▶ [Document section]:

The derailment of privatization
did not just cost lives.

Privatization was supposed
to free up the railways,

but has actually made it very
difficult to make decisions...

...on opening new routes or closing
down routes or changing schedules.

It has left a system,
which is very complicated,

very difficult to administer.

It was bad for the passengers,
it was a chaotic organization.

It didn't work and hasn't worked.
It's lost a huge amount of money.

In a three year period,

the state paid to the private
companies in the form of subsidies...

...what it had earned
from the sale of the railways.

And the cost for the taxpayers
did not stop there.

To some extent the railways
have been renationalized.

Really it has left us with a semi-
government administered system...

...that costs a lot more than it
cost under the nationalization.

And hasn't really delivered
the investment,

as the investment has largely been
paid for by the public sector.

Greece did not learn anything
from the British experience.

The Greek governments put the
rail privatization plan forward.

Their effort is supported
by the media.

The trains are slow, never
on time, usually dirty.

The annual losses of the OSE
and TRAINOSE group...

...has reached 1.2 billion euro.

They present Greek railways...

...as the biggest loss-making
public service in Europe.

But to whom does this debt belong?

The state forced the railways to
borrow money for their development.

There is no equivalent case
in Greece...

...as highways, ports and airports
were all funded by the state.

These loans are now presented
by the governments as OSE's debt.

This is untrue.

70-80% of it is money borrowed
for infrastructure development.

The major TV stations, behind
which lie major contractors,

are bombarding us
with lies and slander.

The critique is focused...

...on the employees' salaries
and the operation cost.

This way major scandals
go unnoticed...

...which involve politicians,
Greek and foreign companies.

Tens of millions of euro...

...are spent on railway lines
that never work.

Trains are rented for prices
which they could be bought for.

The state buys trains
from Siemens...

...without the appropriate
network to use them.

It also pays contractors for works
that are never delivered.

There is a certain deliberateness.

We degrade our national wealth to
slander it after its degradation,

and convince Greek
public opinion...

...that maybe a private company...

....is a far better solution
for the Greek railways.

In the name of rationalisation,

the government further
degrades the railways.

It cuts personnel
at the expense of quality,

increases prices by over 60% and
closes a large section of tracks.

Especially in the section between
Argos-Tripoli-Kalamata...

...several million euro
were invested.

And today
there are no trains there.

When counting only profits
or losses,

the privatization advocates
forget that...

...the railways are first of all
a service for the citizens.

A service paid by generations
of Greek taxpayers.

There was a time in Greece when
private debts were nationalised...

...but today there is an effort
to privatize the profit...

...that the citizens could enjoy
through public services.

What did private companies
invest in this sector...

...in order to buy it at a price
much lower than its value?

If the railways are like a book
on economic history,

the water network teaches us
how to manage a monopoly.

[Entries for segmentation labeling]
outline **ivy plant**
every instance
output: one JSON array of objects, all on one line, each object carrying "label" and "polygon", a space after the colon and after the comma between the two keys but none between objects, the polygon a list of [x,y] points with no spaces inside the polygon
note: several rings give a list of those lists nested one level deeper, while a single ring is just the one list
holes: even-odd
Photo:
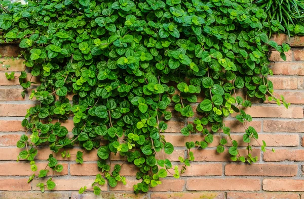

▶ [To-do list]:
[a] Translate this sentence from the rail privatization text into Spanish: "The state forced the railways to borrow money for their development."
[b] Reproduce the stretch of the rail privatization text from "Really it has" through "the British experience.", and switch "investment" to "funding" throughout.

▶ [Solutions in order]:
[a] El Estado obligó a los ferrocarriles a pedir dinero prestado para su desarrollo.

[b]
Really it has left us with a semi-
government administered system...

...that costs a lot more than it
cost under the nationalization.

And hasn't really delivered
the funding,

as the funding has largely been
paid for by the public sector.

Greece did not learn anything
from the British experience.